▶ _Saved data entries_
■ ■ ■ ■
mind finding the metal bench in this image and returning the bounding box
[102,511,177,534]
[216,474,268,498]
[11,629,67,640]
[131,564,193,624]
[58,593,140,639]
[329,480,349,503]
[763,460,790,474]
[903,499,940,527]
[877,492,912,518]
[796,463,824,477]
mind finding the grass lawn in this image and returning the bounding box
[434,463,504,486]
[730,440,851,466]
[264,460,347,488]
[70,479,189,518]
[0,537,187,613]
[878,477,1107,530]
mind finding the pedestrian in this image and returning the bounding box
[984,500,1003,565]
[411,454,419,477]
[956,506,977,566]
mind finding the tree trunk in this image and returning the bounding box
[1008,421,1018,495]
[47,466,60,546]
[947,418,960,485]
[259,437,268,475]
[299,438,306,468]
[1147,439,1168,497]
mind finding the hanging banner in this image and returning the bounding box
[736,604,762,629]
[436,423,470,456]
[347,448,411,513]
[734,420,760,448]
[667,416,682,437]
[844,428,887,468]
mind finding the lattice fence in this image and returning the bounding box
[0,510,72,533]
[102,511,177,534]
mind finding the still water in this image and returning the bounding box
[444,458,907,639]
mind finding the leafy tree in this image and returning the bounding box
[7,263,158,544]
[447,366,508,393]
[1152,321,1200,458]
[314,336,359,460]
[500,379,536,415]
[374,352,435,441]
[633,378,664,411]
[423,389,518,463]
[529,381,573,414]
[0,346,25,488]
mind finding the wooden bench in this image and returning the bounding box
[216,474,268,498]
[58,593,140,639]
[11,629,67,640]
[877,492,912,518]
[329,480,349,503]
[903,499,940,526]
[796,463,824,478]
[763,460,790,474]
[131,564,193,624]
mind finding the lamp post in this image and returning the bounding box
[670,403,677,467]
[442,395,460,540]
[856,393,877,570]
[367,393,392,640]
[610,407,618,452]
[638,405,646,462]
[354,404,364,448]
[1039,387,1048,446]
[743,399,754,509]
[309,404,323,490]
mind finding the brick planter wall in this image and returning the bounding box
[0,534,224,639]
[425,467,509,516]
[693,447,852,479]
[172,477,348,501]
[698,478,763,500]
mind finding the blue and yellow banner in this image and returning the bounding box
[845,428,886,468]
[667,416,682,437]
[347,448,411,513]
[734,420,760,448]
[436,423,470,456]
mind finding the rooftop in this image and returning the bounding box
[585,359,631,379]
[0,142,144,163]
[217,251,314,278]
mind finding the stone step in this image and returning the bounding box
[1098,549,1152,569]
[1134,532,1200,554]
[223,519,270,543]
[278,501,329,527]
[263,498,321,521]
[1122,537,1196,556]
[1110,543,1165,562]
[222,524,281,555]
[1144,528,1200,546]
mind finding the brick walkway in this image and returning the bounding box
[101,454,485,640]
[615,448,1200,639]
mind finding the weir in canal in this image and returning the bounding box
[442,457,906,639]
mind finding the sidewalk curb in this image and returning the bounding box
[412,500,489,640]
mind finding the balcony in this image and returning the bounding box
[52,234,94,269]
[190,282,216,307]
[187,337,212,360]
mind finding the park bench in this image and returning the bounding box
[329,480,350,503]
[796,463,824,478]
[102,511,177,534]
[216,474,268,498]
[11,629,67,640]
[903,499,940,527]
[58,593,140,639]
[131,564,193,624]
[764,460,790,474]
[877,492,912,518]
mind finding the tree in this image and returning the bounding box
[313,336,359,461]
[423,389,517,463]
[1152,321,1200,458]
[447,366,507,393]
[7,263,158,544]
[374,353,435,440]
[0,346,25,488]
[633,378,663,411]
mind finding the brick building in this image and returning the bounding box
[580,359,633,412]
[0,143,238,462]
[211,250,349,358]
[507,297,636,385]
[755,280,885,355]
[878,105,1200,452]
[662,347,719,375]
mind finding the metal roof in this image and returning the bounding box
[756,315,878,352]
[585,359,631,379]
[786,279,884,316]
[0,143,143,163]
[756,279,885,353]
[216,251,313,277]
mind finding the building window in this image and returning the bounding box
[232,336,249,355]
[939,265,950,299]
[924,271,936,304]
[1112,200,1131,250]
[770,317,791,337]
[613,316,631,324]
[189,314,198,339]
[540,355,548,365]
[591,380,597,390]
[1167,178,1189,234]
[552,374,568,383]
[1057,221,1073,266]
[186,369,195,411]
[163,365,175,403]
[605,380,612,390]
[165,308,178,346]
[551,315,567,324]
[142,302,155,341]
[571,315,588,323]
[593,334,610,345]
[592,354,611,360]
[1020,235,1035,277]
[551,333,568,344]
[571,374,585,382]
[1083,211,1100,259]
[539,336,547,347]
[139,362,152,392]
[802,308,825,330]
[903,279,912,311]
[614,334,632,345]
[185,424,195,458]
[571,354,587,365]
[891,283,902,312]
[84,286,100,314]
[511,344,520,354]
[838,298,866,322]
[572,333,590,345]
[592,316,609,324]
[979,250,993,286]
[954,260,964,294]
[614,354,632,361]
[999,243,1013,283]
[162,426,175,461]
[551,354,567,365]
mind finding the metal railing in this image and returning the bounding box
■ ■ ■ ■
▶ _The task_
The expected output is every record, repeated exactly.

▶ _Written answer_
mind finding the metal bench in this image and returning the bounding box
[102,511,177,534]
[216,474,268,498]
[11,629,67,640]
[131,564,193,624]
[58,593,140,639]
[329,480,349,503]
[763,460,790,474]
[903,499,940,527]
[877,492,912,518]
[796,463,824,477]
mind finding the grass lawn in this image and returning the bounding box
[434,463,504,486]
[730,440,851,466]
[264,460,347,488]
[70,479,189,518]
[0,537,187,613]
[878,477,1107,530]
mind finding the pedestrian in this image and returning the bounding box
[984,500,1003,565]
[411,454,419,477]
[956,506,977,566]
mind finding the tree trunk in this image and returning the bounding box
[1008,421,1018,495]
[47,466,60,546]
[947,418,960,485]
[259,437,268,475]
[299,438,306,468]
[1147,439,1168,497]
mind finding the hanging banner in this image and returning the bounding box
[736,604,762,629]
[436,423,470,456]
[347,448,411,513]
[734,420,760,448]
[667,416,682,437]
[844,428,887,468]
mind finding the lattice fence in this image and returning the bounding box
[0,510,72,533]
[102,511,177,534]
mind finding the still water in this image and returning the bounding box
[444,458,907,639]
mind finding the leafy tree in this image and returning the bounding box
[7,263,158,544]
[447,366,508,393]
[1152,321,1200,458]
[314,336,359,460]
[500,379,536,415]
[374,352,435,441]
[633,378,664,411]
[423,389,518,463]
[529,381,573,414]
[0,346,25,488]
mind finding the wooden bench in this image and returning the bounding box
[216,474,268,498]
[58,593,140,639]
[11,629,67,640]
[877,492,912,518]
[329,480,349,503]
[903,499,940,526]
[796,463,824,478]
[763,460,790,474]
[131,564,193,624]
mind finding the lamp post in this image and returning the bounding box
[670,403,677,467]
[442,395,460,540]
[856,393,877,570]
[367,393,392,640]
[610,407,618,452]
[638,405,646,462]
[354,404,364,448]
[1039,387,1048,446]
[743,399,754,509]
[309,404,323,490]
mind finding the brick planter wall in this image and returning the bounding box
[0,534,224,639]
[425,467,509,516]
[693,447,852,479]
[172,477,348,501]
[698,478,763,500]
mind finding the blue and yellow banner in this image and returning the bounding box
[845,428,886,468]
[667,416,682,437]
[347,448,411,513]
[734,420,760,448]
[436,423,470,456]
mind finding the rooftop in this image and returning the bounding box
[585,359,631,379]
[0,142,144,163]
[217,251,314,278]
mind finding the stone step in this image and returning the bounding box
[1098,549,1152,569]
[1134,532,1200,554]
[223,519,270,543]
[278,501,329,527]
[263,498,321,521]
[1122,537,1196,556]
[1110,543,1165,562]
[222,524,281,555]
[1144,528,1200,546]
mind finding the brick walkway in this image and returning the bounding box
[101,454,485,640]
[615,448,1200,639]
mind finding the weir in canal in this image and returning the bounding box
[442,457,906,639]
mind finding the sidewalk curb in this image and returning the bounding box
[412,500,489,640]
mind finding the balcony in this image and returning the bounding box
[52,234,94,269]
[190,282,216,307]
[187,337,212,360]
mind finding the park bench in this image and returning the bounding box
[329,480,350,503]
[796,463,824,478]
[102,511,177,534]
[216,474,268,498]
[11,629,67,640]
[903,499,940,527]
[58,593,140,639]
[131,564,193,624]
[764,460,790,474]
[877,492,912,518]
mind finding the tree in this image and returning the bounding box
[313,336,359,461]
[423,389,517,463]
[1152,321,1200,458]
[447,366,507,393]
[7,263,158,544]
[374,353,435,440]
[0,346,25,488]
[633,378,663,411]
mind finding the brick building in this image and returning the bounding box
[580,359,633,412]
[0,143,238,462]
[211,250,349,358]
[507,297,636,385]
[755,280,885,355]
[878,105,1200,452]
[662,347,719,375]
mind finding the metal roof in this image and returning the bounding box
[756,315,878,352]
[585,359,631,379]
[786,279,884,316]
[0,143,143,163]
[756,279,885,353]
[216,251,313,277]
mind finding the building window in this image and returning the bounding box
[232,336,249,355]
[939,265,950,299]
[924,271,936,304]
[1112,200,1131,250]
[770,317,791,337]
[613,316,631,324]
[189,314,198,339]
[540,355,548,365]
[591,380,597,390]
[1167,178,1189,234]
[552,374,568,383]
[1057,221,1073,266]
[186,369,195,411]
[163,365,175,403]
[605,380,612,390]
[165,308,178,346]
[551,315,567,324]
[142,302,155,341]
[571,315,588,323]
[593,334,610,345]
[592,354,611,360]
[1020,235,1035,277]
[551,333,568,344]
[571,374,585,382]
[1083,211,1100,259]
[539,336,547,347]
[139,362,152,392]
[802,308,825,330]
[903,279,912,311]
[614,334,632,345]
[185,424,195,458]
[571,354,587,365]
[891,283,902,312]
[84,286,100,314]
[511,344,520,354]
[838,298,866,322]
[572,333,590,345]
[592,316,609,324]
[979,250,993,286]
[954,260,964,294]
[614,354,632,361]
[999,243,1013,283]
[162,426,175,461]
[551,354,567,365]
mind finding the metal railing in this image and returning the bounding box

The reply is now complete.